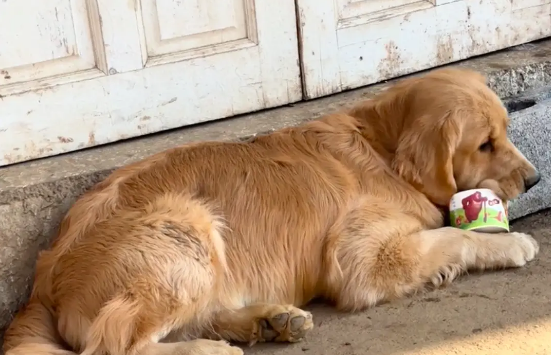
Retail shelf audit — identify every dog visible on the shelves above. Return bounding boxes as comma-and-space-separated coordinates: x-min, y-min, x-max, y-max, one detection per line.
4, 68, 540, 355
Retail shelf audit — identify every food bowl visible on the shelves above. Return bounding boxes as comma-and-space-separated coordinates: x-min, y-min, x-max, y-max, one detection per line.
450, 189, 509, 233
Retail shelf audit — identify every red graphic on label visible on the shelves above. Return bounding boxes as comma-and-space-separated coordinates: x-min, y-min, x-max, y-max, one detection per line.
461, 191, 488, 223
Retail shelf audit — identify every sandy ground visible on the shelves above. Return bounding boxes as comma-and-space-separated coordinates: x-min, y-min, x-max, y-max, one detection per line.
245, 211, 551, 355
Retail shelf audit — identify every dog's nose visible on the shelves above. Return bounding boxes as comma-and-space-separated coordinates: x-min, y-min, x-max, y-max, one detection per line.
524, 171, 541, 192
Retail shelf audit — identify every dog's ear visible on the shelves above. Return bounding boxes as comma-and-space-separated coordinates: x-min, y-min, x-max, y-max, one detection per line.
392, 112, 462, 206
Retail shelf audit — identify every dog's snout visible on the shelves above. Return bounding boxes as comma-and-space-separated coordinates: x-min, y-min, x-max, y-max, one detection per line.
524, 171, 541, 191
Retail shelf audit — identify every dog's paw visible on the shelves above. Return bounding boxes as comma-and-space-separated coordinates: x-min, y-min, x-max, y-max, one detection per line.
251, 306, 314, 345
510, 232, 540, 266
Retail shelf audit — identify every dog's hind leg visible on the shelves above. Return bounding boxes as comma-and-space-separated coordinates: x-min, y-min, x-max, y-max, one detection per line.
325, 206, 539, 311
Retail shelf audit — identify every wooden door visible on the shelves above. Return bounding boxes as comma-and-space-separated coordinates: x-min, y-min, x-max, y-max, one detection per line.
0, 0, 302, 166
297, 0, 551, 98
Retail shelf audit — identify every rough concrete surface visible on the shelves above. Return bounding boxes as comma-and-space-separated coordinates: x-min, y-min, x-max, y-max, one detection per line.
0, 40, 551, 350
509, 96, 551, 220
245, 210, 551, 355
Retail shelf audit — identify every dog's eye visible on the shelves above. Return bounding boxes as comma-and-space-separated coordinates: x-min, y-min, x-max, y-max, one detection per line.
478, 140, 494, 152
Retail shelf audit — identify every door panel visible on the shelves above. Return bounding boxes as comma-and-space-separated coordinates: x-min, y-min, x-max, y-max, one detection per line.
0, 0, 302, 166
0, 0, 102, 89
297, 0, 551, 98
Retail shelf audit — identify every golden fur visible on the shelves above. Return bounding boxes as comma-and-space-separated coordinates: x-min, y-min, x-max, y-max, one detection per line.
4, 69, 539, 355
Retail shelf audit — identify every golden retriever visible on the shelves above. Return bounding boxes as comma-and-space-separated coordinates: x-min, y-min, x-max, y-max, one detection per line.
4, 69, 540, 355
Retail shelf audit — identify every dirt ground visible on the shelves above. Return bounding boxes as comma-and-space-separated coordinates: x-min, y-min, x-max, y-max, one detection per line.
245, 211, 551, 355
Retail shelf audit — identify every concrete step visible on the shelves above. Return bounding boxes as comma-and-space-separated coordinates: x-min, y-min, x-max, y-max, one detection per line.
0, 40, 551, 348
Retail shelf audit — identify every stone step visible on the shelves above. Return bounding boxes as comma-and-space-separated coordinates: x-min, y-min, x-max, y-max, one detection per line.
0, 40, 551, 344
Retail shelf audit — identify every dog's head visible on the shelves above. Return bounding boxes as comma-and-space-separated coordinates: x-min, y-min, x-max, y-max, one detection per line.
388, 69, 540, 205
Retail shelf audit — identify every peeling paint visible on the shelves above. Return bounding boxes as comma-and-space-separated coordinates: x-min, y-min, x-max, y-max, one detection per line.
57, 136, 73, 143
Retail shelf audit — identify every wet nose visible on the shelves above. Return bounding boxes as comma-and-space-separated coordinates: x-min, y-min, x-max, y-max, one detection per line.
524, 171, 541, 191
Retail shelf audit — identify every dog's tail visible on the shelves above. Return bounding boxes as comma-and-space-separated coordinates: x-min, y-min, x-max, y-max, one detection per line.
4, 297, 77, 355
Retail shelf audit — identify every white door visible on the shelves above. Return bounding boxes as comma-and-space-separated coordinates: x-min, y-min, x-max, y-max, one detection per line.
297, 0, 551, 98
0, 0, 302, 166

* * *

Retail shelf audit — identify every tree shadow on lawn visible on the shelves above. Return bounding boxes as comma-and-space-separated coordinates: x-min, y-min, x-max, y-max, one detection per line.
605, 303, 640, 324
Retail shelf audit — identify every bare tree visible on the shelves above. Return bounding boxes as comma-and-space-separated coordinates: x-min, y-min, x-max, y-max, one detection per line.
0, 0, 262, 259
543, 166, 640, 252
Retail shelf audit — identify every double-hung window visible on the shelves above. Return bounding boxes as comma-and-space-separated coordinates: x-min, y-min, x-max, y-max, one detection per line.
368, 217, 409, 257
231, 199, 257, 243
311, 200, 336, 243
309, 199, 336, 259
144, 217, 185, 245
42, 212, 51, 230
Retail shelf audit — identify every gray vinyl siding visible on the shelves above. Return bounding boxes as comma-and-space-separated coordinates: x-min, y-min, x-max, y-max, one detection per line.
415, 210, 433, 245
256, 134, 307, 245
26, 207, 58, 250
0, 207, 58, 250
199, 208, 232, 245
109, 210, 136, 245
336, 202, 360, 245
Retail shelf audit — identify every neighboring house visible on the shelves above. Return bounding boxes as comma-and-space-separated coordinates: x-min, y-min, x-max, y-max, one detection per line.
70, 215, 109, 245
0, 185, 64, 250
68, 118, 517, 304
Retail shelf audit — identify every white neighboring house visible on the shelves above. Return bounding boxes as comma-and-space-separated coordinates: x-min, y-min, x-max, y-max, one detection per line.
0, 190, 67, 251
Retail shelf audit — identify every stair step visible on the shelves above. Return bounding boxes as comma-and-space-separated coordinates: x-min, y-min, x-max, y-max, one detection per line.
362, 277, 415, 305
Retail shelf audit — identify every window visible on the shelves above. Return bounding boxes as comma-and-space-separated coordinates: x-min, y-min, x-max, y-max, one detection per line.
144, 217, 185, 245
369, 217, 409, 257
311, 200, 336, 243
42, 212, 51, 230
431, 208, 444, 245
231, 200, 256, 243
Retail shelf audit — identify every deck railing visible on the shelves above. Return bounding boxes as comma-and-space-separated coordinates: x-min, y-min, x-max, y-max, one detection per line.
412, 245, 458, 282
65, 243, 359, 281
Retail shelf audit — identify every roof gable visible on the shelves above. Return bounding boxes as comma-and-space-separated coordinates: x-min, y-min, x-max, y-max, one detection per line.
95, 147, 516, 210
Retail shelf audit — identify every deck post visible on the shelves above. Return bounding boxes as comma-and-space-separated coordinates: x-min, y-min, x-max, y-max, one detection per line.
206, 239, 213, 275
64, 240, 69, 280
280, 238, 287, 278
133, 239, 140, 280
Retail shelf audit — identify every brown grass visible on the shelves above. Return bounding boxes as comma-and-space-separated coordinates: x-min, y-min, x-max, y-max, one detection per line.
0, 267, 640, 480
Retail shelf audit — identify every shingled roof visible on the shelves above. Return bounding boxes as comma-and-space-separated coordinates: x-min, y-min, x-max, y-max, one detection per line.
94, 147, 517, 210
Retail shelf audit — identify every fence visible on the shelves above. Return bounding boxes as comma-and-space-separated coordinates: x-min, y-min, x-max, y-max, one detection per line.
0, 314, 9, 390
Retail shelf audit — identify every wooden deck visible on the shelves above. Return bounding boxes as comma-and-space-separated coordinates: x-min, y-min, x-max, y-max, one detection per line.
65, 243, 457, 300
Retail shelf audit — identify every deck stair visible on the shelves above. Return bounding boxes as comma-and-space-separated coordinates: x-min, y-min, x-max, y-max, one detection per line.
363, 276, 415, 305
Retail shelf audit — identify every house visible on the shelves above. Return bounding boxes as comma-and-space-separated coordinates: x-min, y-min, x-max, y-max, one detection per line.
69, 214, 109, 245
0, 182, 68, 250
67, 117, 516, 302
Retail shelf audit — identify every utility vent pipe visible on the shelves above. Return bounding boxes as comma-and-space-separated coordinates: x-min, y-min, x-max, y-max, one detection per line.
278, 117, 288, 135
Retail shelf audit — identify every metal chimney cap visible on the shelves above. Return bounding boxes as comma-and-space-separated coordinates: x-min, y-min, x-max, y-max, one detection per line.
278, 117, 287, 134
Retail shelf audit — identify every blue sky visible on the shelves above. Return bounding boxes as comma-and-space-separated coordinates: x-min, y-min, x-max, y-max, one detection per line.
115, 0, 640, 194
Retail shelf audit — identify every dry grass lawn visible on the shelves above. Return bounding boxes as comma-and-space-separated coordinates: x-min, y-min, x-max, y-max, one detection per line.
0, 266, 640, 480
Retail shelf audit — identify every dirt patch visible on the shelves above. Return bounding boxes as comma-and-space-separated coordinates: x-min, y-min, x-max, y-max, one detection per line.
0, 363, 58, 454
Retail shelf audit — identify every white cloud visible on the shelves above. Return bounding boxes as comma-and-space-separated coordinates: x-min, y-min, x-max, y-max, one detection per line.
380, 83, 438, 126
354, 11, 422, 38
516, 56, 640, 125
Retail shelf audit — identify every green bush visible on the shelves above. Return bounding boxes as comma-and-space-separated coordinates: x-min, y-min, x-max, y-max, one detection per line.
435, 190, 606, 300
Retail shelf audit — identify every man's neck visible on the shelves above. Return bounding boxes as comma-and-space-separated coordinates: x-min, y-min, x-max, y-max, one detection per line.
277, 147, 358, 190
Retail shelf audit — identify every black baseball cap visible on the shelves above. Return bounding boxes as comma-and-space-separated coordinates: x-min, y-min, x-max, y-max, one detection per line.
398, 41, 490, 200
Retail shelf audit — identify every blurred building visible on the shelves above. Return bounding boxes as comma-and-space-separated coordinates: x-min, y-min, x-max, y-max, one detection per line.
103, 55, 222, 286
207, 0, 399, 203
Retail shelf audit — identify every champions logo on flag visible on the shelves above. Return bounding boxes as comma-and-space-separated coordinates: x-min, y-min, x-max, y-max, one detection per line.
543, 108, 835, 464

• _Your instructions_: Pick out every line in the entries above that contains the word "grass", matching case exactly, and copy each of those lines.

• _In response_:
Retail shelf audit — identify every brown grass visible on the shelves above. Return bounding boxes as comma-and-space-separated coordinates: x-min, y-min, x-max, y-max, one detection per line.
Retail shelf audit — identify every dry grass lawn visible on the shelves above. Return bounding boxes as comma-and-space-separated coordinates: x-min, y-min, x-max, y-max, one detection per line.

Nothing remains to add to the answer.